═════ Task inputs

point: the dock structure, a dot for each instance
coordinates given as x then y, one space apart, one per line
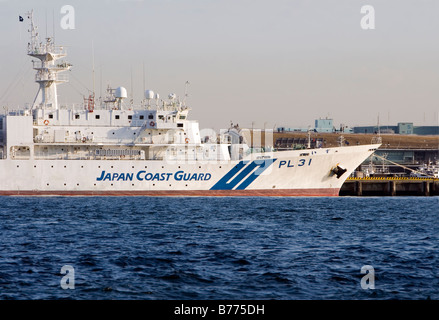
390 186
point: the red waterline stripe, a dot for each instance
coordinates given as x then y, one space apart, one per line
318 192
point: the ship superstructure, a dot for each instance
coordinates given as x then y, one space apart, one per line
117 148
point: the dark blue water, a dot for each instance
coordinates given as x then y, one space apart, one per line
219 248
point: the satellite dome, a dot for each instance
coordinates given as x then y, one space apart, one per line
121 92
149 94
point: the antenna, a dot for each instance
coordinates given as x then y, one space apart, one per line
144 87
185 91
93 65
132 89
53 22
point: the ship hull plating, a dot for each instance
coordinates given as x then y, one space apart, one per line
287 173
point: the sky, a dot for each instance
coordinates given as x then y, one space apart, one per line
261 64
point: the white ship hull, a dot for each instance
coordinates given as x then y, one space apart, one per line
285 173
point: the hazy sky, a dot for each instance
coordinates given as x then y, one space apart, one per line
271 62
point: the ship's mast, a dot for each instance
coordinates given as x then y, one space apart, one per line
47 71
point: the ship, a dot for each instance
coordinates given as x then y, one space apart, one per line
112 147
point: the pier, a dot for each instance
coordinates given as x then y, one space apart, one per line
390 186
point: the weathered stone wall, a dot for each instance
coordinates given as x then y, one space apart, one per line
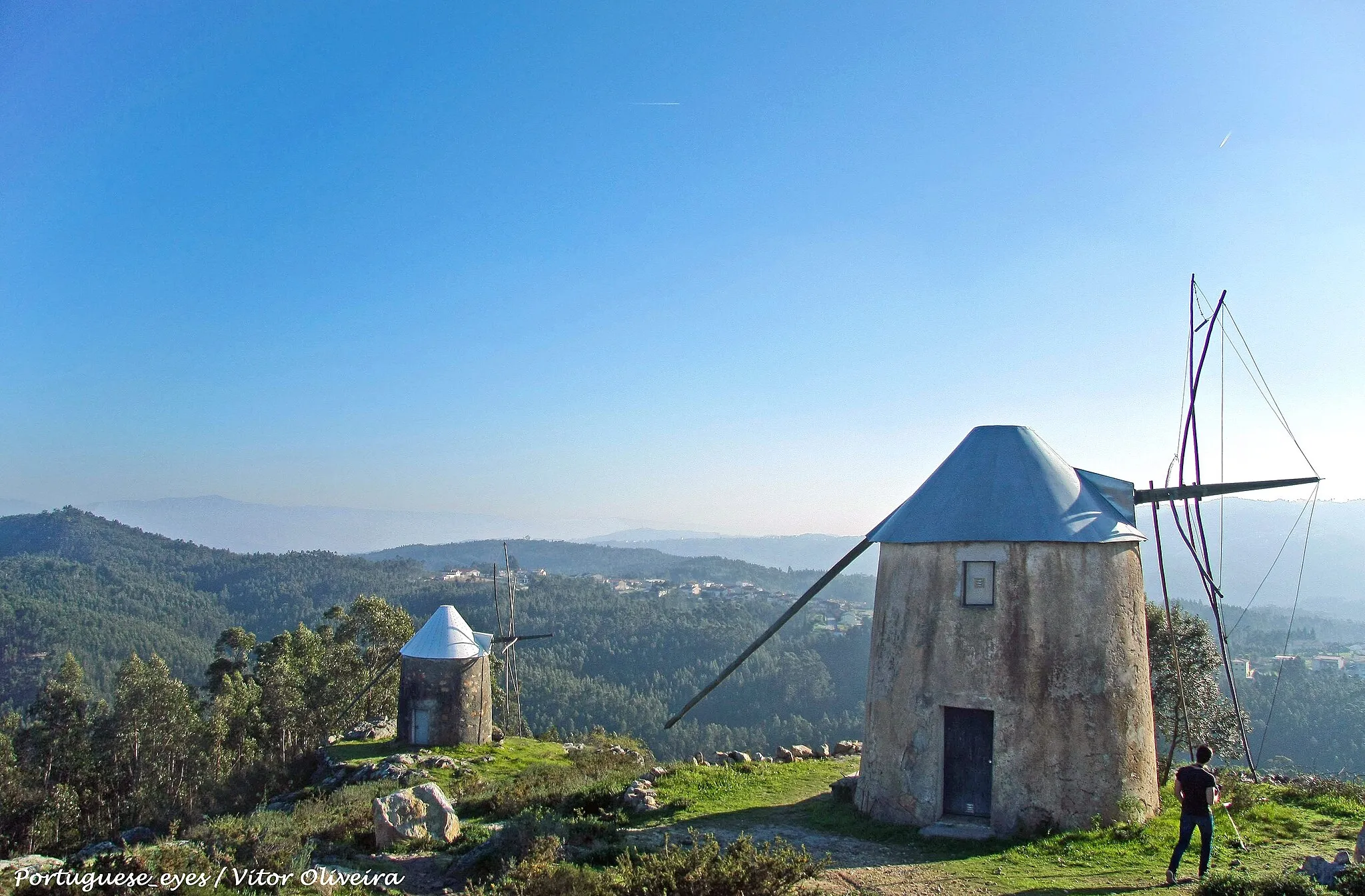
1061 660
457 693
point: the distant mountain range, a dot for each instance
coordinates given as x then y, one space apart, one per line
1334 576
1334 573
254 528
794 552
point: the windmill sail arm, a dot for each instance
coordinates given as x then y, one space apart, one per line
781 621
1180 493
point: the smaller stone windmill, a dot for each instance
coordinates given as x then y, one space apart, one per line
445 690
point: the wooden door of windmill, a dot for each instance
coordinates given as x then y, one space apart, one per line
968 737
421 726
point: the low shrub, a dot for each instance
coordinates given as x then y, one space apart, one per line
708 869
1288 884
1241 884
702 869
1226 884
1352 881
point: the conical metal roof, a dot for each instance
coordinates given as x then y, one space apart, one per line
1006 484
447 636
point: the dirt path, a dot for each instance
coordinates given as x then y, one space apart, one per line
858 866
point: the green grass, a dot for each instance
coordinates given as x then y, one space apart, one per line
696 791
1278 825
509 760
1278 835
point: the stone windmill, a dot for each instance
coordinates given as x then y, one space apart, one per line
445 690
1009 683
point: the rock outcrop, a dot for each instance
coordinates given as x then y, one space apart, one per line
641 797
415 813
844 789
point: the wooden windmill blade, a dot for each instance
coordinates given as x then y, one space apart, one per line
781 621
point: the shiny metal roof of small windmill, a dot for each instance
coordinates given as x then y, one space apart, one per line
1006 484
447 636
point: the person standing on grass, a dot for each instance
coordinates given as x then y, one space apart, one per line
1198 791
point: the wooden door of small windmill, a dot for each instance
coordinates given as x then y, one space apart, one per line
967 761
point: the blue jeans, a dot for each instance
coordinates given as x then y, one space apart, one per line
1206 841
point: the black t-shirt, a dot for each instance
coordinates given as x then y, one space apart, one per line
1195 782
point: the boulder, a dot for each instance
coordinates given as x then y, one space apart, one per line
415 813
641 797
37 862
1326 872
135 835
844 789
440 761
96 849
371 730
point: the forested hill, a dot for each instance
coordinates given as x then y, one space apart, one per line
74 582
571 558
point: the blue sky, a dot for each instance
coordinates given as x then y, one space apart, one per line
422 256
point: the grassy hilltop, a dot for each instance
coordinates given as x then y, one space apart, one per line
539 819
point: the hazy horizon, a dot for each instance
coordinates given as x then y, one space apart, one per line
473 261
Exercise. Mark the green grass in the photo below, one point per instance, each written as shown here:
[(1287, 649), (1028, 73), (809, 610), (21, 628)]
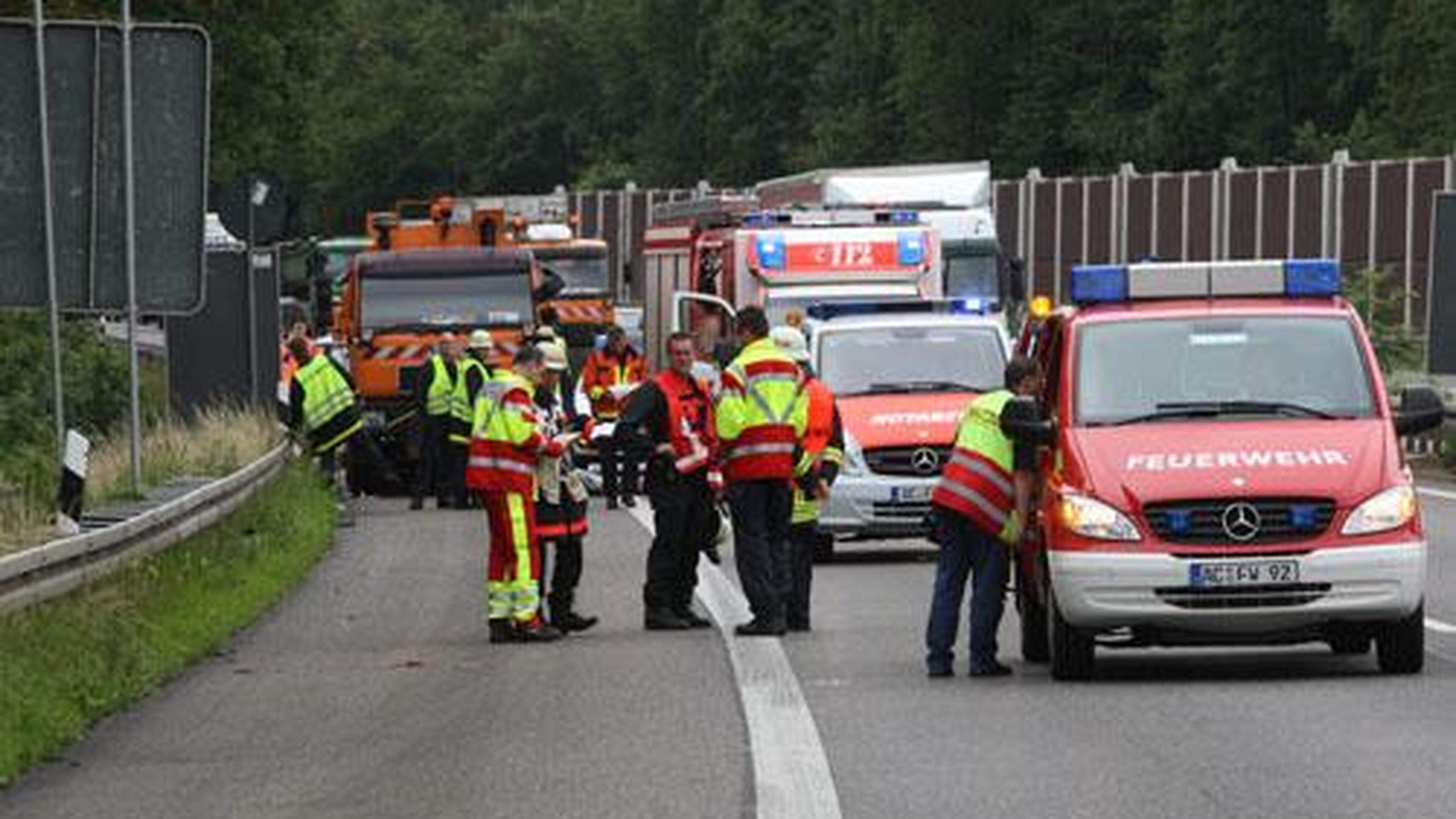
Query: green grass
[(75, 659)]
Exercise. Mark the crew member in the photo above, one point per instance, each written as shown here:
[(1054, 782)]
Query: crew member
[(437, 409), (322, 404), (981, 503), (822, 454), (561, 497), (506, 445), (761, 417), (675, 413), (608, 378)]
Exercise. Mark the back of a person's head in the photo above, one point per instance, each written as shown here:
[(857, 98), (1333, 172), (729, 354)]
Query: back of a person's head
[(753, 321)]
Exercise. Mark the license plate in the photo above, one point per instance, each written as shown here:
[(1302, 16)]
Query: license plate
[(910, 494), (1243, 573)]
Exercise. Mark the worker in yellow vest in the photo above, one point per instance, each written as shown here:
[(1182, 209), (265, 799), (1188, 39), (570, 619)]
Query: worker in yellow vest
[(762, 414), (981, 506)]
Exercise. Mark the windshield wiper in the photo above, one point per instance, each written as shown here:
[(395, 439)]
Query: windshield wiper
[(1215, 409), (924, 387)]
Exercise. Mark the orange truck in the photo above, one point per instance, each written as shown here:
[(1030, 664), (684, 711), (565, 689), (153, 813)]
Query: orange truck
[(400, 304)]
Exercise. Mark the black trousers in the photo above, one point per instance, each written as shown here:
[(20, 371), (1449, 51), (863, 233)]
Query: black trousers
[(621, 467), (804, 540), (565, 575), (686, 521), (761, 544)]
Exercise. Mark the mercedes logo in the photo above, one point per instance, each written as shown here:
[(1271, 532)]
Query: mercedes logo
[(1243, 522), (925, 461)]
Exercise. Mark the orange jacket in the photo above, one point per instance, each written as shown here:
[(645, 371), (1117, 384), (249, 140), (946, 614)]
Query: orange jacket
[(603, 372)]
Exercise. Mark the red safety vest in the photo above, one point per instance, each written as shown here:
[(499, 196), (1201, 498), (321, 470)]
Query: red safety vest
[(689, 422)]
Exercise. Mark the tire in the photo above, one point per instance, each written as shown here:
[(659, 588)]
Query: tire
[(1033, 629), (1074, 651), (1401, 645)]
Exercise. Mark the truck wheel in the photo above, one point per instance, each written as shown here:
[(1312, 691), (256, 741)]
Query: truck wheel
[(1401, 645), (1033, 629), (1072, 649)]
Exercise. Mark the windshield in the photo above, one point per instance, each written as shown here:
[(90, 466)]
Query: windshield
[(909, 359), (582, 275), (443, 301), (1228, 366), (972, 278)]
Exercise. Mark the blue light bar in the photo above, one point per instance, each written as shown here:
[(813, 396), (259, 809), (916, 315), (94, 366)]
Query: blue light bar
[(910, 250), (771, 251), (1098, 283), (1311, 278)]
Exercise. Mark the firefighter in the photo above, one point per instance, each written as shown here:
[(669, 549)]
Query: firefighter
[(675, 413), (506, 445), (437, 407), (608, 378), (322, 404), (561, 497), (761, 417), (981, 503), (822, 454)]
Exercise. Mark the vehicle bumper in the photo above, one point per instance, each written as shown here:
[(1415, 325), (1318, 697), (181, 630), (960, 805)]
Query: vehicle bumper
[(877, 506), (1337, 585)]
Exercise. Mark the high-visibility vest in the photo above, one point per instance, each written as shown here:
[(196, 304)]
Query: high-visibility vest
[(462, 406), (329, 411), (977, 480), (817, 448), (761, 414), (603, 372), (504, 438), (689, 422)]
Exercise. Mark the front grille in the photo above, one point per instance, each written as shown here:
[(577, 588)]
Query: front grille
[(902, 511), (1280, 595), (1202, 522), (903, 461)]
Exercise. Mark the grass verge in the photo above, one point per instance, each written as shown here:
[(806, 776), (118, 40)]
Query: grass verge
[(75, 659)]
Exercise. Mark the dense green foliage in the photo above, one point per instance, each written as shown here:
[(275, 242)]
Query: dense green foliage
[(72, 661), (360, 102)]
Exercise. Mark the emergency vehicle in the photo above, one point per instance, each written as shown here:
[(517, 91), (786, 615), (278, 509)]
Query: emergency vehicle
[(395, 309), (574, 269), (1227, 470), (708, 259), (953, 197), (902, 375)]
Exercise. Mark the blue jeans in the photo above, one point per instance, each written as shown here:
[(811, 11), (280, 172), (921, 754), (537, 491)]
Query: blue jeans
[(965, 550)]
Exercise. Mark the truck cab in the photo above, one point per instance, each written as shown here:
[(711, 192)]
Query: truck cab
[(1227, 470), (902, 375)]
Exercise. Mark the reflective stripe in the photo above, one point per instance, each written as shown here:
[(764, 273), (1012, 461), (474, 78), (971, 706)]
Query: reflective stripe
[(985, 471), (972, 496)]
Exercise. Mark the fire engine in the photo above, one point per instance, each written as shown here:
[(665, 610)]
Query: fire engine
[(953, 197), (1227, 470), (708, 259)]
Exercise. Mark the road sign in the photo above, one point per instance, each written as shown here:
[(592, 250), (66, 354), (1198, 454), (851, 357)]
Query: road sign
[(85, 98)]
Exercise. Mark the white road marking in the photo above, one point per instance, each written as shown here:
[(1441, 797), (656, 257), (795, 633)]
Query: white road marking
[(791, 776)]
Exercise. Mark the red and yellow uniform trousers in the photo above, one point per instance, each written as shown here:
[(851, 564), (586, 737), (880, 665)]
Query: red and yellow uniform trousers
[(506, 444)]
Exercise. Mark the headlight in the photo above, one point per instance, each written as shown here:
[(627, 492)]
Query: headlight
[(854, 458), (1095, 519), (1387, 511)]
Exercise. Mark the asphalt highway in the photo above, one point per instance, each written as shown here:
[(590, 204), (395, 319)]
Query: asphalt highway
[(372, 693)]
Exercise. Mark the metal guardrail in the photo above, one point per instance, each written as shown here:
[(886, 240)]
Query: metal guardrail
[(60, 566)]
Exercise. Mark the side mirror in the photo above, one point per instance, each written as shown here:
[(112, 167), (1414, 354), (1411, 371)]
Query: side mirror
[(1421, 410)]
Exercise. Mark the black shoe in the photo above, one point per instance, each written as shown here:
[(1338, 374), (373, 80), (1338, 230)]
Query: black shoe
[(664, 620), (573, 621), (995, 670), (759, 629), (693, 621), (503, 632)]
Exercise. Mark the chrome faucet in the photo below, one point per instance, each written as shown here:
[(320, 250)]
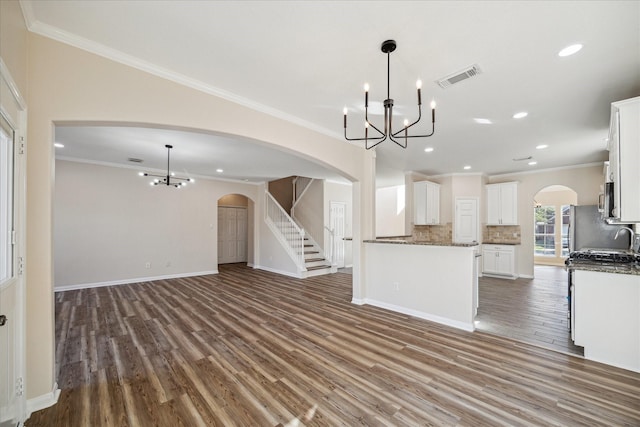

══════════

◆ Exercise description ◆
Each line from the start of the entries above through the line with "point: the smaller" should be duplicated exactly, leaving out the pictures.

◆ Exercise output ◆
point: the dock structure, a dot for each instance
coordinates given as x then y, one space apart, one per line
390 186
point: the red waterline stripe, a dot for each instance
coordinates given as x then y, one space apart, one per line
318 192
point: the ship superstructure, a dot for each instance
coordinates given as x then y, one space apart, one per line
117 148
point: the dark blue water, a dot for each instance
coordinates given as x then y, one space apart, one per line
219 248
point: the satellite dome, a dot for each instance
coordinates given as x then y, one space apart, one per line
121 92
149 94
point: the antenna, a dot for each instance
coordinates given as x then y, one space apart, one per line
144 87
185 91
93 65
132 89
53 22
point: the ship hull plating, a dot for each instance
coordinates given as x then y, one space apart, one per line
287 173
point: the sky, a dot for each instance
coordinates given as x then y, one space apart, one per line
261 64
point: the white ship hull, a dot for each instance
coordinates given as x then y, one space apart, one per line
285 173
point: the hazy sky, a dot for each instance
coordinates given as x then y, one space apart, one per line
271 62
point: the ship's mast, a dot for each instance
coordinates given as x then y, one space apart, one per line
47 71
point: the ship, a dot for each instance
coordinates given as x then y, one space apart, one per line
112 147
point: the pier, a dot for each instance
coordinates given as x then y, one space apart, one per line
390 186
point: the weathered stone wall, a dot for each instance
coordinates given as x then y, one space apart, one per line
1061 660
457 693
point: the distant mountain range, a dot for each instance
coordinates given as x then y, one space apart, one per line
1334 576
1334 573
254 528
794 552
point: the windmill sail arm, a dot for each instance
coordinates given as x then y, one space apart, one per line
781 621
1180 493
point: the smaller stone windmill, a dot for each instance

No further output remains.